Kenya will sell up to 65 percent of Kenya Pipeline Company by January 2026, seeking about 100 billion shillings to support budgets and markets.
Kenya Pipeline Company earned 35.4 billion shillings and 10.0 billion profit before tax in financial year 2023/2024; fiber leasing adds growth.
Legal orders could delay sale; tariff decisions and 2027 election may sway pricing, while Gulf investors and digital revenue strengthen demand.
Kenya is preparing one of East Africa’s biggest listings in years: the sale of up to 65% of Kenya Pipeline Company (KPC) on the Nairobi Securities Exchange. After Parliament adopted Sessional Paper No. 2 of 2025, which authorised the transaction and stipulated that the state retain at least 35%, President William Ruto said KPC “will be listed … this January 2026,” signalling a compressed timetable for the offer. Government guidance has repeatedly framed expected proceeds at around KES 100 billion, positioning the deal as a centrepiece of the state’s fiscal plan and a litmus test for Kenya’s primary market revival.
Beyond the headline sum, the IPO sits at the intersection of macroeconomics and market reform. IMF reviews through late-2024 emphasised fiscal consolidation and governance improvements to shore up Kenya’s debt trajectory—an agenda to which privatisations can contribute, even if no specific IMF conditionality requires listing KPC. The administration has cast wider divestments as part of a strategy to deepen domestic capital markets and broaden public ownership, with KPC intended to anchor that push.
━━━━━━━━━━━━━━━━
### Exercise requirements
1) Which organizations or institutions does the article on the Kenya Pipeline Company sale name?
2) Carry the article on the Kenya Pipeline Company sale forward from its final sentence.

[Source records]
━━━━━━━━━━━━━━━━
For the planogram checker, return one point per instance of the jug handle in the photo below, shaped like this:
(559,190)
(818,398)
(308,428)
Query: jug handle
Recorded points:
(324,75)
━━━━━━━━━━━━━━━━
### In response
1)
- Kenya Pipeline Company (KPC)
- Nairobi Securities Exchange
- Parliament
- IMF

2)
The asset on offer is substantial. KPC operates about 1,342 km of petroleum product pipelines from Mombasa through Nairobi to western Kenya, infrastructure capable of handling ~14 billion litres annually. Its top line is determined by regulated tariffs set by the Energy and Petroleum Regulatory Authority (EPRA) and by throughput volumes—cash flows that are resilient but not “guaranteed,” since periodic tariff resets and demand shifts matter. In June 2025, KPC submitted its latest multi-year tariff application to EPRA under the revenue-requirement methodology, a key variable for any IPO valuation.
Operationally, KPC posted one of its strongest years ahead of the listing window. For FY2023/24 (year ended 30 June 2024), the company reported KES 35.4 billion in revenue (+15% y/y) and KES 10.0 billion profit before tax (+32% y/y), with total throughput up 6% to 9.1 million m³. These are the performance markers the prospectus is expected to foreground to build the investment case.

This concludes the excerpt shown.